TEXTO PARA LEITURA >>
________________

Um exemplo do esforço inovativo do setor ocorre com a cevada,
principal fonte de amido da bebida. Mais de 90% do grão plantado no país é
fruto de pesquisa nacional. Criado há 40 anos, o programa de melhoramento
genético liberado pela Empresa Brasileira de Pesquisa Agropecuária (Embrapa) já
lançou no mercado 30 novos cultivares de cevada cervejeira adaptada às
condições de clima e solo. “Com os nossos cultivares, conhecidos pela sigla
BRS, a produtividade mais do que triplicou. Nos anos 70, colhíamos por volta de
1 tonelada de cevada por hectare e agora chegamos a 3,5 toneladas por hectare”,
informa o engenheiro-agrônomo Euclydes Minella, responsável pelo programa na
Embrapa Trigo, em Passo Fundo(RS). “As novas variedades do grão que
desenvolvemos ajudaram a consolidar a lavoura de cevada cervejeira. Hoje, temos
cultivares mais produtivos, com perfil superior de resistência a doenças e de
melhor qualidade industrial. Dificilmente, sementes de cevada importadas vingam
no país. As variedades desenvolvidas aqui são muito competitivas comercialmente.”

________________

INSTRUÇÕES DAS TAREFAS >>
1. Segundo o texto sobre a cevada cervejeira, quantos novos cultivares o programa de melhoramento genético da Embrapa já lançou no mercado?
2. Prossiga o texto sobre a cevada cervejeira a partir do ponto em que ele termina.

DADOS FORNECIDOS >>
________________

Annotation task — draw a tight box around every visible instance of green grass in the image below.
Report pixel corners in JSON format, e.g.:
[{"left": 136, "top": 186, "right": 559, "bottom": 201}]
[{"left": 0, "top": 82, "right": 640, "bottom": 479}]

________________

RESPOSTAS DAS TAREFAS >>
1. 30 novos cultivares.

2.
Quando foi criado, o programa pretendia substituir a cevada
usada pelas cervejarias que, naquela época, era toda importada. Esse objetivo
ainda não foi atingido. A produção nacional de 300 mil toneladas por ano
(t/ano) do grão, de acordo com a Embrapa, atende a 43% da necessidade da
indústria brasileira para a produção de malte, nome dado ao cereal germinado
seco usado na fabricação da bebida (ver o infográfico com as principais etapas
do processo de fabricação da cerveja). Para suprir a demanda dos fabricantes, o
Brasil compra cerca de 400 mil t/ano de cevada de produtores argentinos,
europeus, norte-americanos e canadenses.
Novas Fronteiras
Gramínea parecida com o trigo, a cevada (Hordeum vulgare) é
originária do Oriente Médio. Foi domesticada inicialmente na antiga
Mesopotâmia, região onde hoje estão Iraque e a Síria. É uma cultura anual, com
a semeadura no Brasil de maio a julho e a colheita entre setembro e novembro.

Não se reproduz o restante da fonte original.